* _What to do_
1. Do the following statements agree with the lattice agreement text? Answer yes or no for each, and quote the deciding words. (a) The algorithm by Attiya et al. takes log(n) synchronous rounds. (b) The proposed generalized lattice agreement algorithm guarantees liveness only when all processes are correct. (c) The previously known time complexity for asynchronous lattice agreement was O(n) message delays.
2. Print the passage of the lattice agreement text that begins at the words "The generalized lattice agreement problem defined" and stops after "al. PODC, 2012].".

This paper studies the lattice agreement problem and the generalized lattice agreement problem in distributed message passing systems. In the lattice agreement problem, given input values from a lattice, processes have to non-trivially decide output values that lie on a chain. We consider the lattice agreement problem in both synchronous and asynchronous systems. For synchronous lattice agreement, we present two algorithms which run in log(f) and min{O(log^2 h(L)), O(log^2 f)} rounds, respectively, where h(L) denotes the height of the input sublattice L, f < n is the number of crash failures the system can tolerate, and n is the number of processes in the system. These algorithms have significant better round complexity than previously known algorithms. The algorithm by Attiya et al. [Attiya et al. DISC, 1995] takes log(n) synchronous rounds, and the algorithm by Mavronicolasa [Mavronicolasa, 2018] takes min{O(h(L)), O(sqrt(f))} rounds. For asynchronous lattice agreement, we propose an algorithm which has time complexity of 2*min{h(L), f + 1} message delays which improves on the previously known time complexity of O(n) message delays.
The generalized lattice agreement problem defined by Faleiro et al in [Faleiro et al. PODC, 2012] is a generalization of the lattice agreement problem where it is applied for the replicated state machine. We propose an algorithm which guarantees liveness when a majority of the processes are correct in asynchronous systems. Our algorithm requires min{O(h(L)), O(f)} units of time in the worst case which is better than O(n) units of time required by the algorithm in [Faleiro et al. PODC, 2012].

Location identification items
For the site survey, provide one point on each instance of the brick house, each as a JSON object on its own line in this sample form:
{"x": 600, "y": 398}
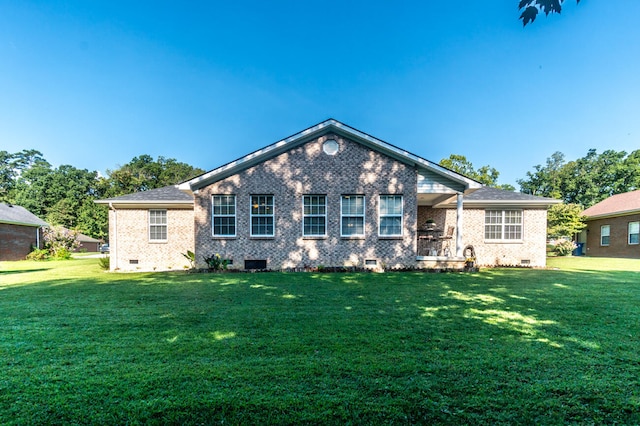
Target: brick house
{"x": 20, "y": 232}
{"x": 613, "y": 226}
{"x": 330, "y": 195}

* _Results in order_
1.
(a) Yes: "The algorithm by Attiya et al. [Attiya et al. DISC, 1995] takes log(n) synchronous rounds"
(b) No: "guarantees liveness when a majority of the processes are correct in asynchronous systems"
(c) Yes: "improves on the previously known time complexity of O(n) message delays"

2.
The generalized lattice agreement problem defined by Faleiro et al in [Faleiro et al. PODC, 2012] is a generalization of the lattice agreement problem where it is applied for the replicated state machine. We propose an algorithm which guarantees liveness when a majority of the processes are correct in asynchronous systems. Our algorithm requires min{O(h(L)), O(f)} units of time in the worst case which is better than O(n) units of time required by the algorithm in [Faleiro et al. PODC, 2012].